[EXTRACTED INFORMATION Boundary: Start]

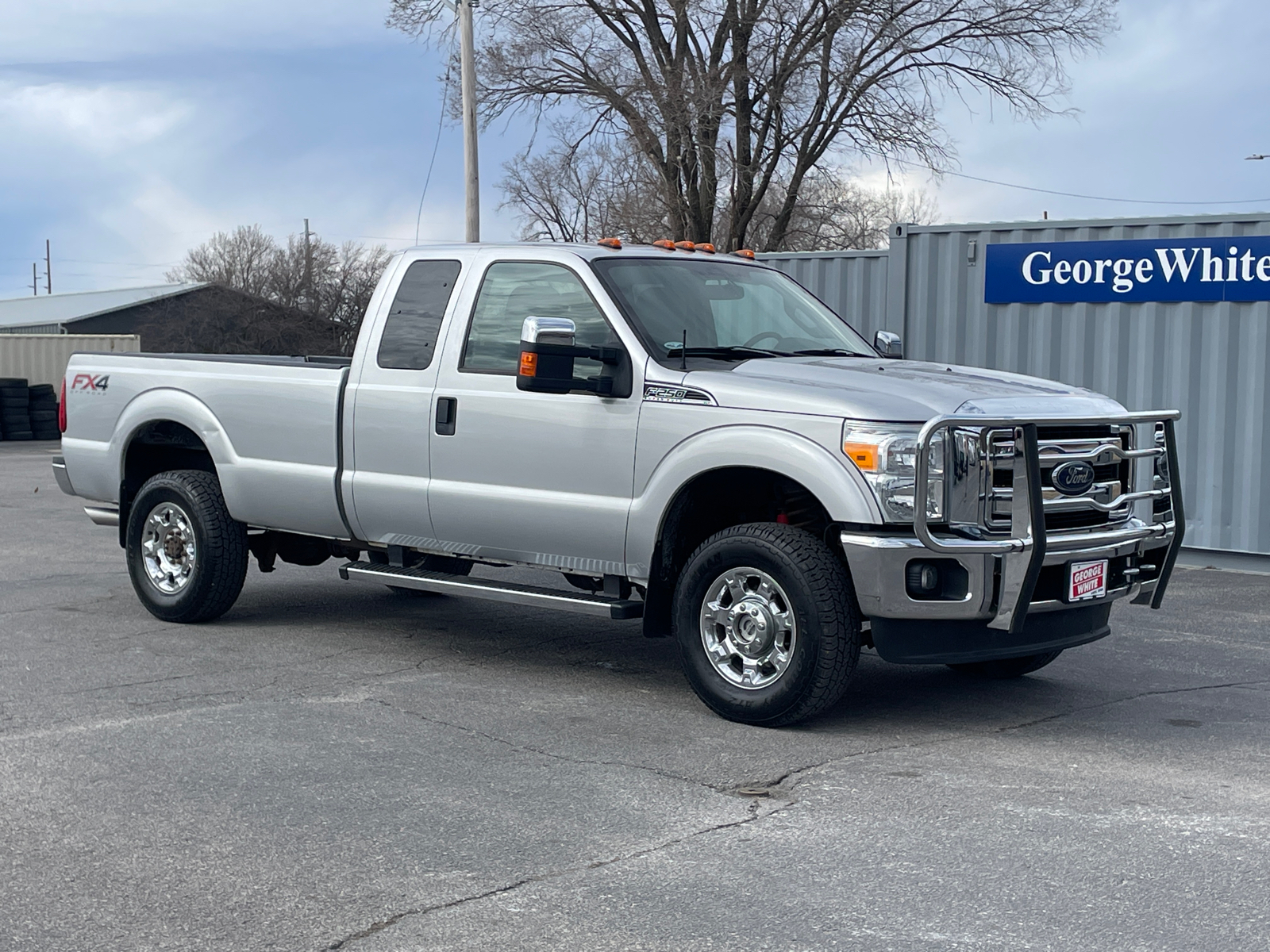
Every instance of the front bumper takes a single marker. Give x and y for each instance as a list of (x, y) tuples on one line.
[(879, 566), (1003, 583)]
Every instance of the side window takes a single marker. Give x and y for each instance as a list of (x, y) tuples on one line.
[(414, 321), (514, 291)]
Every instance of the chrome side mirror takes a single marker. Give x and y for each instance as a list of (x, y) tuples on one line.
[(549, 330), (548, 352), (888, 344)]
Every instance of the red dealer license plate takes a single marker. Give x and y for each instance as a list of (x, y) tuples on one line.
[(1087, 581)]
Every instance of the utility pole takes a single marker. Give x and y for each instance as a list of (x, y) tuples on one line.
[(471, 169), (309, 270)]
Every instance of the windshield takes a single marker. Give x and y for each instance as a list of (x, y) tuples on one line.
[(724, 310)]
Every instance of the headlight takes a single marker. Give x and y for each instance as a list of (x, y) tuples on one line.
[(887, 456)]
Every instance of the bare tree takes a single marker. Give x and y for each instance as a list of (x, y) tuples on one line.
[(332, 283), (586, 192), (241, 259), (835, 211), (575, 194), (730, 99)]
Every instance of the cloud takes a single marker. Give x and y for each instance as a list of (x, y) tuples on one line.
[(60, 31), (99, 118)]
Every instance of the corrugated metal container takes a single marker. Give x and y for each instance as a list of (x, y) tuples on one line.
[(42, 359), (1210, 359)]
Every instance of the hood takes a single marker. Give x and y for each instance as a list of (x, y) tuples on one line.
[(895, 391)]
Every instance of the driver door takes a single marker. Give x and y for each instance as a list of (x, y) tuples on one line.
[(533, 478)]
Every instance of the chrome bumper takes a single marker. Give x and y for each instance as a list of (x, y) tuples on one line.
[(1003, 573), (64, 480)]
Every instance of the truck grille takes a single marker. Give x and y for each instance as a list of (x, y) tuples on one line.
[(994, 467)]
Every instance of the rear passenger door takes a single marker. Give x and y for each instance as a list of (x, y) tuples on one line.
[(391, 408)]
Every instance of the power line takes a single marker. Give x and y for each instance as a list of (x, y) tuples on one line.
[(441, 120)]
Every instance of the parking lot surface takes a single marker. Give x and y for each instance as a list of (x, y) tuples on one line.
[(333, 766)]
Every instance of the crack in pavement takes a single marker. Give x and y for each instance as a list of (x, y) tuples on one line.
[(540, 752), (545, 877), (1130, 697)]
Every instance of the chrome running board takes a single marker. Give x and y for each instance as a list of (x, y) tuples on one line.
[(514, 593)]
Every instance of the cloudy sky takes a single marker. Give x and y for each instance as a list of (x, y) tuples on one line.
[(131, 130)]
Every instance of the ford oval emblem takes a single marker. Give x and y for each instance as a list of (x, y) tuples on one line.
[(1073, 479)]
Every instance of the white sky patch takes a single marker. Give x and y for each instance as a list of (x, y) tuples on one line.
[(102, 31), (99, 120)]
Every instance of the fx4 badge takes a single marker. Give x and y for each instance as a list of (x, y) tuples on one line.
[(87, 382)]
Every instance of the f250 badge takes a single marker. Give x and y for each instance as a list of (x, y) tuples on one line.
[(87, 382), (662, 393)]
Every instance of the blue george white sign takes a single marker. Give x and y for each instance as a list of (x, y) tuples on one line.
[(1143, 270)]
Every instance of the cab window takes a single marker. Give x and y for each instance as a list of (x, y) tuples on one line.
[(514, 291), (410, 336)]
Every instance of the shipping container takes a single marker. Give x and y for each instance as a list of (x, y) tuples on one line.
[(1210, 359), (42, 359)]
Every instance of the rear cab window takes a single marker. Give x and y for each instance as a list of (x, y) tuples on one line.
[(410, 340)]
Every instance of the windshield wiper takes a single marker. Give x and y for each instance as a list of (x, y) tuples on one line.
[(724, 353), (826, 352)]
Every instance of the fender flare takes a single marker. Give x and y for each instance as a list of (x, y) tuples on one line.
[(179, 406), (835, 482)]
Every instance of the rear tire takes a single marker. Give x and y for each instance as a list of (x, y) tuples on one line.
[(768, 625), (1006, 668), (187, 555)]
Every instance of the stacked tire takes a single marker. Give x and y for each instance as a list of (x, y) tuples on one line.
[(16, 409), (44, 412)]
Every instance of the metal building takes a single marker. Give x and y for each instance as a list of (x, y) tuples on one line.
[(1198, 342)]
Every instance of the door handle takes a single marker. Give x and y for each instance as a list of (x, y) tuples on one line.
[(448, 413)]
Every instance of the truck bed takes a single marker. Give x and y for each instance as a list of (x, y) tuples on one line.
[(271, 424)]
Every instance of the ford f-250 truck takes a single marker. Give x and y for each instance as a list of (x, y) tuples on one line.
[(691, 438)]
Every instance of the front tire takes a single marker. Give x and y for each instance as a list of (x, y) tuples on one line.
[(187, 556), (768, 625)]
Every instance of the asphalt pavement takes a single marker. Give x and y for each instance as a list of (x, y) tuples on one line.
[(334, 766)]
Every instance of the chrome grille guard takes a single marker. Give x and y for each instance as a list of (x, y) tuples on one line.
[(1024, 551)]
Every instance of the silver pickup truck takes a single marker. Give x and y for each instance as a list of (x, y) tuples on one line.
[(690, 438)]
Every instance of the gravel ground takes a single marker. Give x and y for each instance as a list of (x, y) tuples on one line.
[(332, 766)]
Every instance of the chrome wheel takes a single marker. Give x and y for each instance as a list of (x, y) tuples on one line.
[(747, 628), (168, 547)]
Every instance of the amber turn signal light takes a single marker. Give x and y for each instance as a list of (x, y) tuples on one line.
[(863, 455)]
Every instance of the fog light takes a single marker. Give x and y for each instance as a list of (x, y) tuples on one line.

[EXTRACTED INFORMATION Boundary: End]

_EXERCISE REQUIREMENTS_
Each entry is to be returned as it stands, and each picture is to be left out.

_TASK OUTPUT_
Every instance of the front bumper takes a single marker. Give x and y for each instance as a list of (x, y) tuples on one line.
[(879, 566), (1003, 583)]
Every instance of the side window takes a single marker. Give x and y for each instance as a list of (x, y) tuples on one line.
[(414, 321), (514, 291)]
Every instance of the chrome side mirror takes a single marker. Give x and y for each instance as a list of (x, y) tuples on one line.
[(549, 330), (548, 352), (888, 344)]
Every instance of the red dealer license plate takes a single marker. Give x and y for each instance as a list of (x, y) tuples on one line.
[(1087, 581)]
Every instance of the utility pole takes a single marker. Give x and y for each instance as a list of (x, y) tuples on one line.
[(471, 169), (309, 270)]
Every instance of the windshield takes a single marker. Give x and y for each instance as a list of (x, y) tuples on one line.
[(724, 310)]
Every instance of the headlight takes a single marker. Give x and y for each instance as a list of (x, y) tuples on one line.
[(887, 456)]
Every instance of the bare tree takes a single marker. Give x and y for each instance as a list of (x, y) tuples on one line.
[(332, 283), (586, 192), (241, 259), (835, 211), (575, 194), (730, 99)]
Every instance of the cloud takes a single marker. Give x and y for each instance as a list of (x, y) tuples on one line.
[(60, 31), (99, 118)]
Every instance of the corrugated metal container takes a single marker. Give x and y for each instance as a list of (x, y) tuples on one line.
[(42, 359), (1210, 359)]
Every instance of the hood takes a single marker. Give x and y for each instance as a list of (x, y) tuples on one line.
[(895, 391)]
Every instance of the driver door takes a single marker. Give x and y for each instance as a list of (x, y) tuples on one line.
[(533, 478)]
Every instance of the chrome bumper takes a single marker. Give x and y for each instance as a list of (x, y) tuples on one line.
[(1003, 573), (64, 480)]
Every instance of the truck grille takes a single marker. Give x and y for each instance as a list of (x, y) tuples on one line.
[(994, 467)]
Every instance of the rear passenger door takes a single marker. Give x and y for each instance as a list of (x, y) tuples on one line.
[(391, 408)]
Every instance of the power line takes a single marker. Give x and y for each instance as a list of (x, y) tuples on one line.
[(441, 120)]
Every instance of the parking lot surface takes a single marker. Give x and y for each instance as a list of (x, y) tuples on one line.
[(333, 766)]
Every instance of the crack in pavement takes a single marker. Give x and y for each instance as a list of (x, y) tuples on one line.
[(540, 752), (545, 877), (1130, 697)]
Every instance of the chrome running board takes a single marker. Give x and y for each instance as a list of (x, y) tuples on one line.
[(514, 593)]
Every instance of the cloudy sky takes a single marker. Give x and y for each instance as a list of (x, y) tuples on one line.
[(131, 130)]
Every instance of the ford oval emblem takes a single marker. Give x and y for each instance as a list of (x, y) tuples on one line.
[(1073, 479)]
Every instance of the white sky patch takes a single marker. Give x and y for each instance as a list of (x, y) tuples on one line.
[(102, 31), (99, 120)]
Every instance of the fx4 badge takes a single marker. Give x and y for each instance as a list of (x, y) tuples on one line.
[(87, 382)]
Every instance of the f250 badge takes a single marker. Give x and y for each instance as a list of (x, y) tuples on one line.
[(87, 382), (662, 393)]
Every instance of the blue george white sign takes a single marker. Give x and y for each instance as a list of (x, y) tuples on one line.
[(1143, 270)]
Every instance of the cab window takes a single marker. Give x and y for each instance as a list of (x, y) tuples on one line.
[(514, 291), (410, 336)]
Every instance of the shipping container takes a single marker. Give x and y for each instance as a list of (x, y) tuples on one line.
[(1210, 359), (42, 359)]
Every instance of the rear cab window takes a single marker. Give x and y for each instance as a list of (x, y) tuples on one line.
[(410, 340)]
Every instance of the windshield wiper takes a single marker. Give x and y for each instance as a list of (x, y) tuples on one line.
[(724, 353), (826, 352)]
Every instance of the fender flare takes a single marker. Give x and y for each instance as a list of (x, y) tuples on one line.
[(179, 406), (835, 482)]
Every instance of the rear tire takes a single marker. Give x and y for each instance as a list of (x, y) tuples on one line.
[(768, 625), (1006, 668), (187, 555)]
Every instance of the stacked tire takes a single marker. Give x and y for each instance as a list of (x, y) tuples on one line.
[(16, 409), (44, 412)]
Every instance of the metal building takes a single marker. Give x and y for each instance as a list of (x, y) tuples on one line.
[(1198, 342)]
Every instance of the door handle takes a single marker. Give x and y for each instance as a list of (x, y) tuples on one line.
[(448, 413)]
Every instance of the truck bed takes a single marker. Give x and y for each instance as a list of (x, y) tuples on one line.
[(271, 424)]
Every instance of the ford f-250 truck takes a single marker. Give x and y for each instance as a list of (x, y) tuples on one line.
[(691, 438)]
Every instance of the front tire takes a single marker. Give x and y for each instance as a list of (x, y) tuples on one line.
[(187, 556), (768, 625)]
Every instance of the asphalt pavement takes a single marker. Give x and y for each instance as a list of (x, y) tuples on one line.
[(334, 766)]
Every instance of the chrome grille guard takes a single marker. Give x and y for each instance as a list of (x, y) tuples on one line.
[(1024, 551)]
Every instance of the silver pickup truck takes a single marker. Give x and y for each instance as a list of (x, y) tuples on one line.
[(690, 438)]
Every instance of the gravel ground takes a single marker. Give x and y for each instance as a list of (x, y) tuples on one line.
[(332, 766)]
Every instance of the chrome wheel takes a single marker. Give x and y for each instance as a list of (x, y) tuples on one line.
[(747, 628), (168, 547)]
Every instance of the amber turn signal light takes a single marker. Give x and y for each instance as a list of (x, y) tuples on one line.
[(863, 455)]
Every instance of the fog light takes a single marker. Give x and y for each instance as a list of (x, y) tuples on one line.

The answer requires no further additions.